* INSTRUCTIONS FOR THE TASK *
All of the data below must be repeated exactly.

****************************************

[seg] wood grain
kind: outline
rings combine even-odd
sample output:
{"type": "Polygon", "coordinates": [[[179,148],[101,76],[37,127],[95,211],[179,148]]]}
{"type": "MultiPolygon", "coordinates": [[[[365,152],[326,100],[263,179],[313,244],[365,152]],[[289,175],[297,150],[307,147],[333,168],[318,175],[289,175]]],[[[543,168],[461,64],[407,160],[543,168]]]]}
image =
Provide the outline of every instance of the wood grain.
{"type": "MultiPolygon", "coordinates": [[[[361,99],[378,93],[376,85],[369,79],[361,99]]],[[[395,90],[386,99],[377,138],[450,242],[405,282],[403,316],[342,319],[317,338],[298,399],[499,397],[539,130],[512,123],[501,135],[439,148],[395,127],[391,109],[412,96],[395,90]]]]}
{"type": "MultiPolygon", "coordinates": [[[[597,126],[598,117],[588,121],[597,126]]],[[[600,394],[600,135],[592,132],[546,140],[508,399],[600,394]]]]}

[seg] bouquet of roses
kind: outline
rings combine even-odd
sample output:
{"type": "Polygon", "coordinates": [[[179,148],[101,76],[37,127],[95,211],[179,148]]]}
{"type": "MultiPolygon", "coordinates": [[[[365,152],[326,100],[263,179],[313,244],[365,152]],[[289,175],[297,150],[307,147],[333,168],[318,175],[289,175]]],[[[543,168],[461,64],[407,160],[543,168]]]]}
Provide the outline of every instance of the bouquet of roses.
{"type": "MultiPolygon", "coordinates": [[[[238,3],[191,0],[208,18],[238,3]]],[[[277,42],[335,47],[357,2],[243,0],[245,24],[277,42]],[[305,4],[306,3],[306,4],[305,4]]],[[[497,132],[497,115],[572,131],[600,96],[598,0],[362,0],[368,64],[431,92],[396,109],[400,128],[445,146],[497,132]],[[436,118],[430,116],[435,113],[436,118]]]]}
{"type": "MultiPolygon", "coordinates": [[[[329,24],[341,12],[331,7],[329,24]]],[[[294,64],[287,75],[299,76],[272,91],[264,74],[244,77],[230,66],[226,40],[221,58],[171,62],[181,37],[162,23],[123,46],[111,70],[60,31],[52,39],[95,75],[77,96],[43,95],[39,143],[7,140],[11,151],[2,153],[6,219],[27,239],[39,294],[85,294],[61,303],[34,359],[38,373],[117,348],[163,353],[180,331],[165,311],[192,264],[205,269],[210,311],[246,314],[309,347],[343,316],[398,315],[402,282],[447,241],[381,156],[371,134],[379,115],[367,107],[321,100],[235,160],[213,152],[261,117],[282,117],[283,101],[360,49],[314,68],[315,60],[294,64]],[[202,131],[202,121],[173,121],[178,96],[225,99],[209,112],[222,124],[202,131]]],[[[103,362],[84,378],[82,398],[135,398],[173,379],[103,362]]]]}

****************************************

* TASK RESULT *
[seg] wood grain
kind: outline
rings combine even-odd
sample output:
{"type": "Polygon", "coordinates": [[[179,148],[101,76],[37,127],[95,211],[179,148]]]}
{"type": "MultiPolygon", "coordinates": [[[[365,152],[326,100],[263,179],[313,244],[365,152]],[[289,175],[297,150],[307,147],[333,168],[318,175],[289,175]]],[[[543,168],[461,64],[407,160],[543,168]]]]}
image =
Provide the outline of every instance of the wood grain.
{"type": "MultiPolygon", "coordinates": [[[[361,99],[378,93],[376,85],[369,79],[361,99]]],[[[395,90],[386,99],[377,138],[450,242],[405,282],[403,316],[342,319],[317,338],[298,399],[499,397],[539,130],[512,123],[501,135],[439,148],[395,127],[391,109],[412,96],[395,90]]]]}
{"type": "MultiPolygon", "coordinates": [[[[597,126],[598,117],[588,121],[597,126]]],[[[600,394],[600,135],[592,132],[546,140],[508,399],[600,394]]]]}

[seg] bouquet of roses
kind: outline
rings combine even-odd
sample output:
{"type": "Polygon", "coordinates": [[[179,148],[101,76],[37,127],[95,211],[179,148]]]}
{"type": "MultiPolygon", "coordinates": [[[[365,152],[326,100],[263,179],[313,244],[365,152]],[[289,175],[297,150],[307,147],[333,168],[318,175],[289,175]]],[[[543,168],[461,64],[407,160],[543,168]]]]}
Provide the outline of every instance of the bouquet of roses.
{"type": "MultiPolygon", "coordinates": [[[[238,3],[191,0],[208,18],[238,3]]],[[[277,42],[335,47],[357,2],[243,0],[245,24],[277,42]],[[305,4],[306,3],[306,4],[305,4]]],[[[497,132],[497,115],[572,131],[600,96],[598,0],[362,0],[368,64],[431,92],[396,109],[400,128],[445,146],[497,132]],[[436,118],[430,116],[435,113],[436,118]]]]}
{"type": "MultiPolygon", "coordinates": [[[[329,24],[341,12],[331,7],[329,24]]],[[[294,64],[287,75],[299,76],[272,91],[264,74],[244,77],[230,66],[226,40],[221,58],[171,62],[181,37],[162,23],[123,46],[111,70],[60,31],[52,39],[95,75],[77,96],[43,95],[39,143],[7,140],[11,151],[2,153],[6,219],[27,239],[39,294],[85,294],[61,303],[34,359],[38,373],[117,348],[163,353],[180,331],[165,311],[192,264],[205,269],[210,311],[246,314],[309,347],[343,316],[398,315],[402,282],[447,241],[381,156],[371,134],[379,115],[367,107],[321,100],[235,160],[213,152],[261,117],[282,117],[283,101],[360,49],[314,68],[315,60],[294,64]],[[202,131],[202,121],[173,121],[178,96],[225,99],[209,112],[222,124],[202,131]]],[[[103,362],[84,378],[82,398],[135,398],[173,379],[103,362]]]]}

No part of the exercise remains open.